§ **WHAT TO WORK ON**
Each record below is to be restated word for word.

[Opening DATASET ENTRIES section]

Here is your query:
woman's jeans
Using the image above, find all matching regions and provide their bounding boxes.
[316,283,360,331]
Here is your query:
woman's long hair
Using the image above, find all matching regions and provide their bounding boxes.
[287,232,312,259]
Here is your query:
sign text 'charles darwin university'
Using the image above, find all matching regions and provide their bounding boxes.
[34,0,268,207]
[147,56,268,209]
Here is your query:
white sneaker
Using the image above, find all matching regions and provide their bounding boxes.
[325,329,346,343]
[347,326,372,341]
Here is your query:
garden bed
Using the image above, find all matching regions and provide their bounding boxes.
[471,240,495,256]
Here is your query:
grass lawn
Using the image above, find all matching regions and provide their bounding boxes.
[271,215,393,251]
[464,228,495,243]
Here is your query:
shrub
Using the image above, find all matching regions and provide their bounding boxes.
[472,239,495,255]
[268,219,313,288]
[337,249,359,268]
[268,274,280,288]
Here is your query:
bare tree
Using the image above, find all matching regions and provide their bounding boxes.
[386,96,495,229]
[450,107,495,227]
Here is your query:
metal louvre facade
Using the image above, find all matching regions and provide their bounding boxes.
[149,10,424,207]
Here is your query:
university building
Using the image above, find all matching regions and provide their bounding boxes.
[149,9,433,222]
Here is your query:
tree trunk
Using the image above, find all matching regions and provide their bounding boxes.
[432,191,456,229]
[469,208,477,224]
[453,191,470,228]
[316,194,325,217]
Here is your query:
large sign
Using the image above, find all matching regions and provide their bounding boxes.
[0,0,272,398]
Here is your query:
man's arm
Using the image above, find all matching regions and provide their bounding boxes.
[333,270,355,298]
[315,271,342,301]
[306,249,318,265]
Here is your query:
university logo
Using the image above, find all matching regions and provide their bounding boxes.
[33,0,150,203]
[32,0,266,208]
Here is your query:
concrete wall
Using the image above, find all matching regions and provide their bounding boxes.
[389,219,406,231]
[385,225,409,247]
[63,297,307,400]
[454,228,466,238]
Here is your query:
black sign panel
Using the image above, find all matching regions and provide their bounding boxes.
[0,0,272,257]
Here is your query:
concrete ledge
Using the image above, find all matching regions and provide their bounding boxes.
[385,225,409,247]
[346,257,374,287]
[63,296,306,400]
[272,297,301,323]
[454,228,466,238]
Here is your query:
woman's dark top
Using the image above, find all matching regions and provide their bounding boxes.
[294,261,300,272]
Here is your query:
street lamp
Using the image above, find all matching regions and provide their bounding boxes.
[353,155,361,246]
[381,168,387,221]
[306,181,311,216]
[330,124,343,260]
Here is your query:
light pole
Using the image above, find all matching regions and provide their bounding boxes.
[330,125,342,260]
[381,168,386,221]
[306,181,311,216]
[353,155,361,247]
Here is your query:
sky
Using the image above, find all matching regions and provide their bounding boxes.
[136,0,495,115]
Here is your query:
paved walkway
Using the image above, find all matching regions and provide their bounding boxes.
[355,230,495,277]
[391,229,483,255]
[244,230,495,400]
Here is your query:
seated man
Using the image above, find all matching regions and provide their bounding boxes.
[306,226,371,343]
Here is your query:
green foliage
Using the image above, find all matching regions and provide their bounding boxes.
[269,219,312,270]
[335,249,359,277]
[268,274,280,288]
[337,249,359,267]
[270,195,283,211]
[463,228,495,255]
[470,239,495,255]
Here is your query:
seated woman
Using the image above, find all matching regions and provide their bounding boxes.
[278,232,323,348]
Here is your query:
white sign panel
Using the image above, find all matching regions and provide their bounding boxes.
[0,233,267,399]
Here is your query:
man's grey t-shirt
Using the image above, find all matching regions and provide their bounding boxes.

[Closing DATASET ENTRIES section]

§ **YOUR SOLUTION**
Here is your query:
woman's jeans
Using the image above, find all matching regions and provide their bounding boxes.
[316,283,360,331]
Here is your query:
woman's long hair
Using the image above, find all matching regions and provide their bounding boxes.
[287,232,312,259]
Here is your query:
sign text 'charles darwin university'
Using the image above, find all matching regions and provide their bounding boxes.
[34,0,268,207]
[147,56,268,209]
Here is your query:
white sneaker
Using the image above, find all matching regions and provide their bounding boxes.
[325,329,346,343]
[347,326,372,341]
Here is your query:
garden bed
Using the image above, find all matching regions and provide their bounding boxes.
[471,240,495,256]
Here is your query:
grass lawn
Using the image above, find all matching regions and provide their bounding boxes.
[271,215,393,251]
[464,228,495,243]
Here is your query:
shrub
Using the image above, find all matching regions and provide their bounding boxes.
[472,239,495,255]
[268,219,313,288]
[337,249,359,268]
[268,274,280,288]
Here is your query:
bare tree
Using the image above, find all matching regions and provide their bounding boxes.
[386,96,495,229]
[450,107,495,227]
Here is your query:
metal louvre facade
Using the image above, find all matching regions and provide their bounding boxes.
[149,10,424,207]
Here is your query:
university building
Using the image above, find all matching regions and provide their bounding boxes.
[149,9,433,222]
Here is your query:
tree trunk
Using the image above, find all matching regions and provide their bounding boxes.
[432,191,456,229]
[469,208,477,224]
[453,191,470,228]
[316,194,325,217]
Here is your query:
large sign
Using the image above, find all matching regions and provide their bounding boxes.
[0,0,272,398]
Here is your query:
man's arm
Using the image above, find all matching regions and provide their bounding boxes.
[333,270,355,298]
[315,271,342,301]
[306,249,318,265]
Here is your query:
university logo
Using the image above, find all matching regions and provide their bounding boxes.
[33,0,150,203]
[32,0,266,208]
Here is your query:
concrete wall
Using the image above, find all matching regions and provide their bounding boxes.
[389,219,406,231]
[385,225,409,247]
[63,297,307,400]
[454,228,466,238]
Here is your query:
black sign panel
Using the image above, find all matching regions and provide their bounding boxes.
[0,0,272,257]
Here is your query:
concrete ledge
Using the image above, find all matching regions and provide their bounding boxes.
[385,225,409,247]
[346,257,374,287]
[63,296,306,400]
[272,297,301,323]
[454,228,466,238]
Here is your query:
woman's dark top
Using the image above, find all matching regions and provide their bounding boxes.
[294,261,300,272]
Here is your query:
street lamp
Using the image above, find all matching regions and provide their bounding boxes.
[353,155,361,246]
[381,168,387,221]
[306,181,311,216]
[330,124,343,260]
Here is your query:
light pole
Using the image above, find all matching regions and provide their bounding boxes.
[330,125,342,260]
[381,168,386,221]
[306,181,311,216]
[353,155,361,247]
Here is your query:
sky
Using the image above, find all matching regions and provide their bounding boxes.
[136,0,495,115]
Here is your query:
paved walkway
Using the image above, find all matching regions and provide their bounding boxes.
[355,230,495,277]
[391,229,483,255]
[244,230,495,400]
Here is your query:
seated man
Using the image above, find all matching regions and provide their bounding boxes.
[306,226,371,343]
Here is your query:
green foliage
Using the image above, find all matching regions and provide their bounding boxes.
[269,219,312,270]
[335,249,359,277]
[268,274,280,288]
[337,249,359,267]
[270,195,283,211]
[463,228,495,255]
[470,239,495,255]
Here is your query:
seated woman
Using the image above, find all matching regions and provide their bounding boxes.
[278,232,323,348]
Here is your query:
white sign panel
Using the image above, find all matching regions and provide their bounding boxes.
[0,233,267,399]
Here is your query:
man's grey t-shirt
Using the image above, find all matching regions and provide their bounding boxes.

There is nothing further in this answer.